_Texto para leitura:_
□ □ □ □

Com um ensino de baixa qualidade e uma infraestrutura falha desde os primeiros anos de formação, a perspectiva de uma evolução intelectual e cultural dos alunos segue uma perigosa curva descendente. Nesse contexto, releva-se a urgência da implementação de projetos e de PPPs (Parcerias Público-Privadas) eficazes na área.

As iniciativas entre o poder público e os entes privados, nas suas mais diversas formas, podem e devem ser utilizadas aproveitando-se das experiências mundiais bem-sucedidas. Ou seja, pode-se suprir, por meio de outras fontes regulamentadas, tanto a escassez do dinheiro público que é aplicado na área educacional como as respectivas ineficiências da máquina pública.

Dentre as ações que ajudariam a educação brasileira a trilhar um novo caminho está o projeto de possibilitar que empresas privadas possam deduzir parte do imposto de renda para investir em escolas públicas. Nos moldes da Lei Rouanet, seria uma forma de captar e de direcionar recursos privados para políticas de ampliação de investimentos e também para melhorias na qualidade das escolas públicas do país. Todo o processo seria acompanhado pelo Ministério Público Federal e pela Polícia Federal.

Sem desmerecer a causa, uma pergunta que merece reflexão é: por que, aqui no Brasil, a Lei Rouanet, que é voltada para a cultura, prevaleceu? A educação também é parte fundamental para a formação de um indivíduo –tanto no aspecto profissional como no pessoal–, além de ser um dos pilares que sustentam o desenvolvimento de um país.

□ □ □ □

Por favor, dê sequência ao texto sobre educação pública e parcerias público-privadas, começando logo após a última frase.

_Trechos de dados:_
□ □ □ □

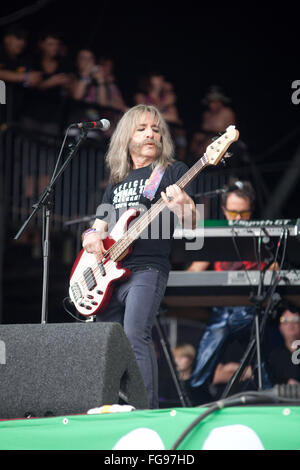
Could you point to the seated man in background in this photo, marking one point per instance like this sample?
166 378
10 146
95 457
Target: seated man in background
284 361
226 322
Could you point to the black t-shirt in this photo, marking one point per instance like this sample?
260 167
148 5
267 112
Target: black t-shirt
153 247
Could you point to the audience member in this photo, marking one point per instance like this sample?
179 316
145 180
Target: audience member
284 361
114 98
44 107
155 90
15 70
87 84
218 115
229 363
184 356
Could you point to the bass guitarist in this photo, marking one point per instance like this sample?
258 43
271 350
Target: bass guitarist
142 170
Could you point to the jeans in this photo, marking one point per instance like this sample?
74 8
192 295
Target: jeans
224 322
135 304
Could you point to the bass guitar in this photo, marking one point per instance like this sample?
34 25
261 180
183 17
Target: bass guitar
91 281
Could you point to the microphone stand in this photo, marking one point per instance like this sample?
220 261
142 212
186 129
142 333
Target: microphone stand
45 202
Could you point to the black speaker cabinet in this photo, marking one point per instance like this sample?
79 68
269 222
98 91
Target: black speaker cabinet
60 369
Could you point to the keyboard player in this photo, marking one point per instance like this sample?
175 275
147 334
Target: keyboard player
226 323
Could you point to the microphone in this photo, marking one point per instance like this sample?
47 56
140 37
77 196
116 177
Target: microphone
103 124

□ □ □ □

_Resposta esperada:_
Educação e cultura são complementares, devem andar juntas e merecem uma atenção igualitária dos governantes, dos líderes empresariais e da sociedade como um todo. As áreas de esporte, cultura e social já dispõem de uma legislação federal que fixa incentivos fiscais, mas o setor da educação ainda sofre com a falta de leis específicas.

Nos Estados Unidos, as empresas podem abater do imposto de renda para investir em universidades. No Brasil, entretanto, essa iniciativa ainda está começando a ganhar corpo no Senado. Já se encontra com o ministro Blairo Maggi e com os senadores José Medeiros (PSD-MT) e Wellington Fagundes (PR-MT) um anteprojeto de lei que propõe a criação de incentivos fiscais a pessoas físicas e jurídicas que façam doações à área da educação.

Apelidada de “Lei Rouanet do Ensino”, ela visa captar e direcionar recursos privados a políticas de ampliação dos investimentos e a melhorias nas redes de escolas públicas e privadas. Além de promover e estimular a construção e a ampliação de unidades escolares, a lei financiaria programas de atualização e aperfeiçoamento dos profissionais e propiciaria a concessão de bolsas de estudo, entre outros objetivos.

Uma segunda ação seria as empresas auxiliarem escolas e universidades públicas nos processos de gestão e na melhoria de sua infraestrutura e de seus ativos fixos, por exemplo, financiando a construção de salas de convivência, quadras esportivas, laboratórios, bibliotecas, itens de higiene, ou, até mesmo, complementando o salário de professores.

A empresa ofereceria uma colaboração sem nenhuma contrapartida, apenas por saber o valor dessas benfeitorias –desde as mais simples até as mais grandiosas– na melhora do nível de ensino e da educação como um todo. O retorno se dará de forma natural para essas companhias, visto que estarão inseridas em um mercado com melhor nível de alunos e de futuros profissionais mais competitivos e dinâmicos. Sem contar a diminuição da criminalidade, uma vez que a educação impacta diretamente na redução dos casos de violência.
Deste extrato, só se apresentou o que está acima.